== Data in this exercise ==
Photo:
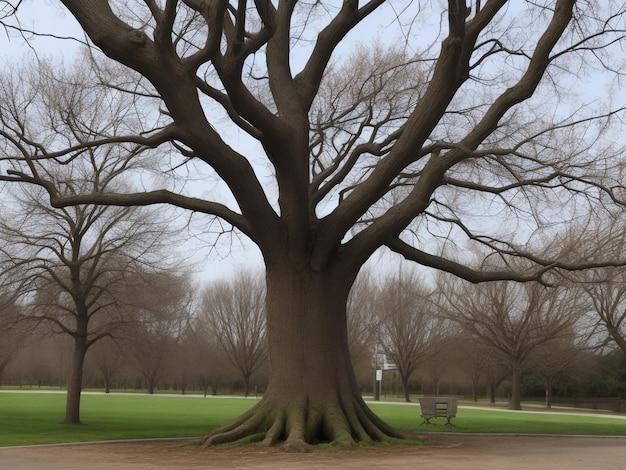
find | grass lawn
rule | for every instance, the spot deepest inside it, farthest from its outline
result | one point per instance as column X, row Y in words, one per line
column 34, row 418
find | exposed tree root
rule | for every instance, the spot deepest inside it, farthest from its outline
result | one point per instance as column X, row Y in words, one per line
column 299, row 424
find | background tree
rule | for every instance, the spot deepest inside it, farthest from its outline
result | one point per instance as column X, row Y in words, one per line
column 514, row 320
column 363, row 323
column 407, row 327
column 12, row 332
column 234, row 313
column 72, row 262
column 161, row 312
column 410, row 147
column 606, row 293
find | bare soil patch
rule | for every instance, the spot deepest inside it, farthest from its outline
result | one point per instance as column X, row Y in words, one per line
column 447, row 451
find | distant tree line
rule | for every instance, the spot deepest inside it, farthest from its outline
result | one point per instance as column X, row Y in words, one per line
column 490, row 341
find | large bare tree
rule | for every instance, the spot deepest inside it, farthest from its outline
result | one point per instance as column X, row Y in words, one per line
column 357, row 147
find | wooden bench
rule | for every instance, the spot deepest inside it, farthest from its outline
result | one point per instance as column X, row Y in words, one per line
column 438, row 407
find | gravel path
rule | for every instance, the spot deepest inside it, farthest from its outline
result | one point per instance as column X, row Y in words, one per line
column 447, row 451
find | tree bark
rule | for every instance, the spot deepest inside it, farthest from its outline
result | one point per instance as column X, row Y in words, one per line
column 75, row 384
column 312, row 396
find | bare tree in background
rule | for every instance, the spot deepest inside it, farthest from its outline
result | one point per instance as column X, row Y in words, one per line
column 234, row 313
column 363, row 321
column 71, row 264
column 161, row 311
column 606, row 294
column 407, row 328
column 12, row 332
column 514, row 320
column 468, row 132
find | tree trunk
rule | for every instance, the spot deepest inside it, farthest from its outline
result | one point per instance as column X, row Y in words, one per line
column 75, row 384
column 404, row 378
column 548, row 392
column 312, row 395
column 516, row 388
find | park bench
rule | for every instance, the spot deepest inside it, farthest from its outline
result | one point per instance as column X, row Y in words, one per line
column 438, row 407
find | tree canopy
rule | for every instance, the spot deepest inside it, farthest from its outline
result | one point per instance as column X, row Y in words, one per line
column 465, row 127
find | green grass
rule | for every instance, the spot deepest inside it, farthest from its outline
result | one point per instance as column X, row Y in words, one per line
column 473, row 420
column 35, row 418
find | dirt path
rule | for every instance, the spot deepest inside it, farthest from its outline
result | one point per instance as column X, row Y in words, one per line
column 446, row 452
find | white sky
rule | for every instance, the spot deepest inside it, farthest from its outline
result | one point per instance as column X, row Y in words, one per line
column 49, row 19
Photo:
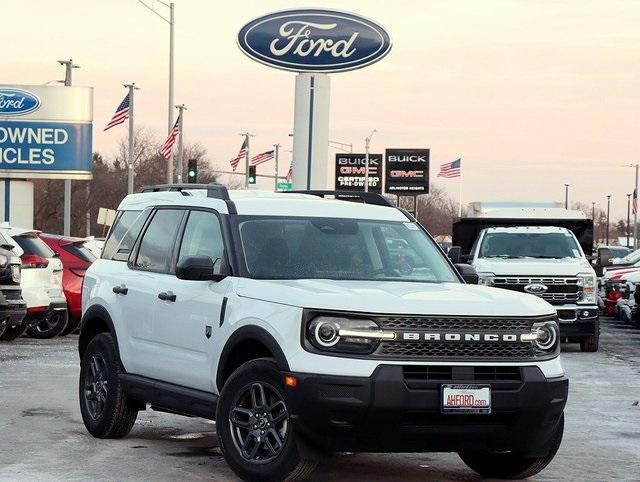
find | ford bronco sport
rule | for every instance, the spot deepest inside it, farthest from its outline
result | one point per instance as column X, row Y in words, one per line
column 304, row 326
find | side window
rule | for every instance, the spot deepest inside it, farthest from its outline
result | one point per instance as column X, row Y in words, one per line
column 157, row 241
column 123, row 235
column 203, row 237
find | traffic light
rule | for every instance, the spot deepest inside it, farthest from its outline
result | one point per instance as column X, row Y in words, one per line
column 192, row 171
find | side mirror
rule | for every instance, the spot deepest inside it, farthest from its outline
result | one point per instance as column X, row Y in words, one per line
column 199, row 268
column 468, row 273
column 454, row 254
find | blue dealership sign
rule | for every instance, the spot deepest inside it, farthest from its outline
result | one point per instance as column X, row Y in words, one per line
column 17, row 102
column 314, row 40
column 45, row 146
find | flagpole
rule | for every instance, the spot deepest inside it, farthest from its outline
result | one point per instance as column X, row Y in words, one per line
column 130, row 172
column 181, row 108
column 277, row 149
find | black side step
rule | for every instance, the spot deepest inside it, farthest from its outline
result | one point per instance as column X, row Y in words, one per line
column 170, row 397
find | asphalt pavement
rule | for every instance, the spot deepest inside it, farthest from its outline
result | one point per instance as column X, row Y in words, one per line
column 42, row 436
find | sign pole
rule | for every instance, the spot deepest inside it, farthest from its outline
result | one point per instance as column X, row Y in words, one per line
column 277, row 150
column 130, row 173
column 181, row 108
column 69, row 66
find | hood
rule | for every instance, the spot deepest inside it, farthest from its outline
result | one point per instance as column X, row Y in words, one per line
column 394, row 297
column 533, row 266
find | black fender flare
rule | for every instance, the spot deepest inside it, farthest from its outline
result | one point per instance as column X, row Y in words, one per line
column 96, row 312
column 250, row 332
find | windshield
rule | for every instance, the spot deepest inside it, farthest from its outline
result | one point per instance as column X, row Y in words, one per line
column 529, row 245
column 341, row 249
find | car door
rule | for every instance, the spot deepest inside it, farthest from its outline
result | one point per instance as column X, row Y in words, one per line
column 149, row 274
column 186, row 327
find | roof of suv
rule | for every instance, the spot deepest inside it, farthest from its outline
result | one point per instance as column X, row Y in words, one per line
column 265, row 203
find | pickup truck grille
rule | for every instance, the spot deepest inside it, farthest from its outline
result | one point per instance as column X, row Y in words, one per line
column 559, row 290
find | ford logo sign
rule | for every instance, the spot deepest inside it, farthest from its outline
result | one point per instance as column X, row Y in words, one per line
column 536, row 289
column 17, row 102
column 312, row 40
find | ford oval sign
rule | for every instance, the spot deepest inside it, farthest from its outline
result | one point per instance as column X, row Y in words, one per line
column 17, row 102
column 313, row 40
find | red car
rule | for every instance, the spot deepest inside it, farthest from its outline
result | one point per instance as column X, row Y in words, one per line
column 76, row 259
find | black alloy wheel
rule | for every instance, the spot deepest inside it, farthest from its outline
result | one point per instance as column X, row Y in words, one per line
column 259, row 423
column 96, row 386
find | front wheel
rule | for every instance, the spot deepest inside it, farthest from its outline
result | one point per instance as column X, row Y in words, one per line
column 106, row 411
column 512, row 465
column 50, row 326
column 254, row 429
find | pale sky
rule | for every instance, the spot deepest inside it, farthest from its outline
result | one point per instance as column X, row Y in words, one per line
column 531, row 93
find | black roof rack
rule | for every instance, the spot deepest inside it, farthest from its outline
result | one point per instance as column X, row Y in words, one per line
column 213, row 189
column 366, row 197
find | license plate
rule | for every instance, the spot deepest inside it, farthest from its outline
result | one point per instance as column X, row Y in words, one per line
column 15, row 273
column 466, row 399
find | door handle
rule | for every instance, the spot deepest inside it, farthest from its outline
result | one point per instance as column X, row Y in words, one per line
column 167, row 296
column 120, row 290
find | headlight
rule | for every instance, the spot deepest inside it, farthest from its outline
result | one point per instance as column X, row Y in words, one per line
column 545, row 336
column 486, row 279
column 345, row 335
column 588, row 284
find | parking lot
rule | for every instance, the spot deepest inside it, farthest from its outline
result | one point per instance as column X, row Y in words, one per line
column 42, row 436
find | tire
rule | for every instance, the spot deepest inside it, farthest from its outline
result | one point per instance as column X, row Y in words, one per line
column 72, row 325
column 590, row 344
column 106, row 411
column 512, row 465
column 51, row 326
column 270, row 457
column 11, row 334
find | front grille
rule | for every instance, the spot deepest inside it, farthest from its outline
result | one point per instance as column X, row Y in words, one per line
column 444, row 350
column 442, row 323
column 559, row 290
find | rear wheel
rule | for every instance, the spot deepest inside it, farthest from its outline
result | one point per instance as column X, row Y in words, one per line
column 50, row 326
column 106, row 411
column 256, row 436
column 512, row 465
column 11, row 334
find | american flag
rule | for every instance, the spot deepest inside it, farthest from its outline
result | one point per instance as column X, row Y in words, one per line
column 260, row 158
column 171, row 140
column 450, row 169
column 241, row 155
column 122, row 113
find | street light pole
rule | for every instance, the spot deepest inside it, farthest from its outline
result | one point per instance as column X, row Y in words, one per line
column 69, row 66
column 367, row 144
column 181, row 108
column 608, row 211
column 628, row 217
column 171, row 22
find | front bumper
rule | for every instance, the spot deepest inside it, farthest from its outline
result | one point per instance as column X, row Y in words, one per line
column 577, row 321
column 387, row 413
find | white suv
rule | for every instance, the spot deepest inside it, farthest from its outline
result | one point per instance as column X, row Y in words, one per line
column 306, row 326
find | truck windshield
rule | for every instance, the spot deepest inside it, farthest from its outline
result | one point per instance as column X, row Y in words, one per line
column 276, row 247
column 529, row 245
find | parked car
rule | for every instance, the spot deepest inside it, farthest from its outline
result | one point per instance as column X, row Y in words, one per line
column 604, row 256
column 285, row 318
column 76, row 257
column 41, row 283
column 12, row 307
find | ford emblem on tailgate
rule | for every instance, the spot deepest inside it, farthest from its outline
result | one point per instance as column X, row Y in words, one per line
column 17, row 101
column 535, row 289
column 313, row 40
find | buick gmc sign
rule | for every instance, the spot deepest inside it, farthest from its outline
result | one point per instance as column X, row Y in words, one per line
column 407, row 171
column 46, row 132
column 313, row 40
column 17, row 102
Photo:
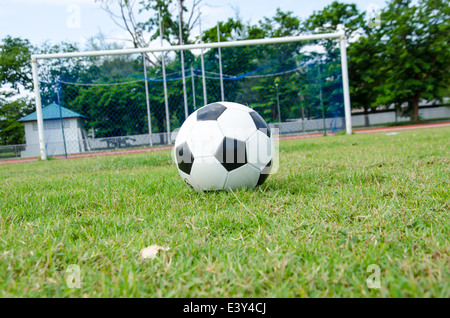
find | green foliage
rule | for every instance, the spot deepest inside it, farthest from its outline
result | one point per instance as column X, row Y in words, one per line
column 15, row 61
column 415, row 41
column 11, row 110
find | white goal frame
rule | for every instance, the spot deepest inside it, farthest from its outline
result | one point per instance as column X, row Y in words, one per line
column 337, row 35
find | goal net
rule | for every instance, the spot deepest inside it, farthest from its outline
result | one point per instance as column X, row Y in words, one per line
column 109, row 100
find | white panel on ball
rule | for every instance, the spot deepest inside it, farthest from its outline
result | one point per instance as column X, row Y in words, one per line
column 243, row 177
column 260, row 149
column 236, row 124
column 208, row 174
column 204, row 138
column 237, row 106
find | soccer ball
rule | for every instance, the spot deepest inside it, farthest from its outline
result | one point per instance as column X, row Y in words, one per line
column 223, row 146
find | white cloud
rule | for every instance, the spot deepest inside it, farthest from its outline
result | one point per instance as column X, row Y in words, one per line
column 56, row 2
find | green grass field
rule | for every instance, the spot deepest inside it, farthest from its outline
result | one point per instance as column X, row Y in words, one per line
column 337, row 205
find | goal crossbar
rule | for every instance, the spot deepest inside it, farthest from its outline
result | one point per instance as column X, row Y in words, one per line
column 289, row 39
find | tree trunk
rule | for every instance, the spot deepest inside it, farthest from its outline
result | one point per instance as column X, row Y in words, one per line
column 415, row 106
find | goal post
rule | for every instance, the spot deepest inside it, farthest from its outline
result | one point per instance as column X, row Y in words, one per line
column 276, row 74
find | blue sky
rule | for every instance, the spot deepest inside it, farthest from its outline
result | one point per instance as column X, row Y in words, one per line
column 77, row 20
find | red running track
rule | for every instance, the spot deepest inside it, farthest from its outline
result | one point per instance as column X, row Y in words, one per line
column 142, row 150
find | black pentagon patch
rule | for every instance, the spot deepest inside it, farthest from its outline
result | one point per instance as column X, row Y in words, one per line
column 231, row 153
column 264, row 173
column 260, row 123
column 185, row 159
column 210, row 112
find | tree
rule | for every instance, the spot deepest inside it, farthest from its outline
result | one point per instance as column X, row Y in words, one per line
column 11, row 110
column 15, row 62
column 415, row 41
column 141, row 20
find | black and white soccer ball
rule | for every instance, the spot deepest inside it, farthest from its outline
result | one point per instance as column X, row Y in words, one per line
column 224, row 146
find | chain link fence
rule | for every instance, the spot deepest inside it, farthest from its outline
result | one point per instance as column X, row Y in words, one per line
column 95, row 104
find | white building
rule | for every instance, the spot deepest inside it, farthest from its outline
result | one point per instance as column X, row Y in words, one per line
column 60, row 139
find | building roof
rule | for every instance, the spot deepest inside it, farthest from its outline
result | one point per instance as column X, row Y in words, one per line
column 52, row 111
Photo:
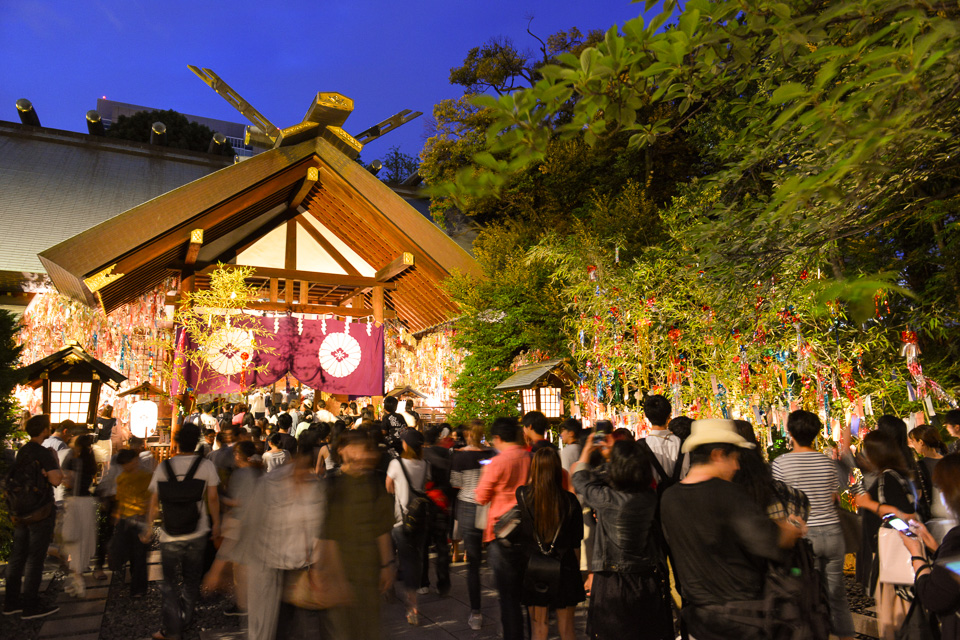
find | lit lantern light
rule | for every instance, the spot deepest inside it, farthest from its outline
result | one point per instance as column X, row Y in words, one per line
column 541, row 386
column 71, row 380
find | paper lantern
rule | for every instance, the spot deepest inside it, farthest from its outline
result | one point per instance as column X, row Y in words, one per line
column 339, row 354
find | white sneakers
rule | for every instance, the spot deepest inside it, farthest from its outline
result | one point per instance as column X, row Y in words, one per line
column 475, row 621
column 75, row 586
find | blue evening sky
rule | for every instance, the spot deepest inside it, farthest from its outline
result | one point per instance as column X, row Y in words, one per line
column 386, row 56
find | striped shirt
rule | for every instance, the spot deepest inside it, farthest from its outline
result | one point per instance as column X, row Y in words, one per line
column 818, row 477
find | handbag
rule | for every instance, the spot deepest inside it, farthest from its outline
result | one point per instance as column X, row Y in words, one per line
column 322, row 585
column 507, row 524
column 419, row 512
column 542, row 575
column 480, row 519
column 895, row 564
column 893, row 556
column 851, row 526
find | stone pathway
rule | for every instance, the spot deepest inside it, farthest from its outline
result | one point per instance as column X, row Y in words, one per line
column 440, row 618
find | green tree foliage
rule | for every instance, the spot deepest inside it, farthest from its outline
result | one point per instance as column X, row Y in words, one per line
column 181, row 133
column 513, row 311
column 397, row 166
column 827, row 139
column 608, row 186
column 9, row 412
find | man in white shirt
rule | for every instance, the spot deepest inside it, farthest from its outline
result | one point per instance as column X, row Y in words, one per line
column 320, row 411
column 183, row 552
column 664, row 445
column 257, row 404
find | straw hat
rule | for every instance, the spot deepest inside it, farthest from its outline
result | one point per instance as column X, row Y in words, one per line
column 713, row 431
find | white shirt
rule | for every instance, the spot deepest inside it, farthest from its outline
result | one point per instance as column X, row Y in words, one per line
column 256, row 403
column 666, row 447
column 206, row 472
column 274, row 459
column 143, row 418
column 322, row 415
column 417, row 470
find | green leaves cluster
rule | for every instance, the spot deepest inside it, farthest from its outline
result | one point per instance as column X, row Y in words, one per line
column 821, row 184
column 9, row 412
column 181, row 133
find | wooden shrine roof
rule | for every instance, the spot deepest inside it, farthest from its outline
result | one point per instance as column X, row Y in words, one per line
column 132, row 253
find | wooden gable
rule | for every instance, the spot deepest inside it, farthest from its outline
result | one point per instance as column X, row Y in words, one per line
column 350, row 217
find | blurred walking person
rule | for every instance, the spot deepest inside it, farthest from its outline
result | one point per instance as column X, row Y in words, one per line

== Work required ==
Lay out the entries in the stretch from the line containing "find | car door" through the line containing "column 366, row 197" as a two-column CSV headed text and answer. Give one row per entry, and put each value in a single quoted field with line breaks changed to spaces.

== Solution to the exercise ==
text,answer
"find | car door rule | for every instance, the spot deepest inside it, farthest from its outline result | one point per instance as column X, row Y in words, one per line","column 149, row 274 column 186, row 327"
"find | roof of suv rule | for every instance, the spot deepest inside it, farthest from its outline result | one point per instance as column X, row Y in words, one per line","column 265, row 203"
"find | pickup truck grille rule | for every instance, the spot deepest inside it, farthest from its outline result | one point per instance as column X, row Y in words, one per line","column 559, row 290"
"find | ford logo sign rule | for every instance, the spot deepest inside it, farthest from its outline result | one point per instance as column X, row Y in words, one per line","column 536, row 289 column 17, row 102 column 312, row 40"
"find | ford oval sign rule | for every instance, the spot deepest inside it, farthest from its outline result | one point per instance as column X, row Y in words, one per line","column 17, row 102 column 313, row 40"
"find | red car rule | for every instance, the spot deepest inside it, farthest from its outline result | one point per instance as column X, row Y in words, one per line","column 76, row 259"
"find | black alloy wheel rule | for every instance, the spot deepest inside it, farthest from its outline result | one point per instance as column X, row Y in words, one per line","column 259, row 423 column 96, row 386"
"find | front wheel rule | for every instance, the spot deepest inside it, farthest from its outline result | one point per instance as column X, row Y in words, one per line","column 106, row 411 column 512, row 465 column 50, row 326 column 254, row 429"
"find | pale sky rule | for every instance, the spot deepest inside it, farthest from its outline result | one point per instance as column X, row Y in words, one per line","column 531, row 93"
"find | black roof rack rule | for every instance, the spot deepest inside it, farthest from its outline result | one point per instance as column X, row Y in words, one per line","column 213, row 189 column 366, row 197"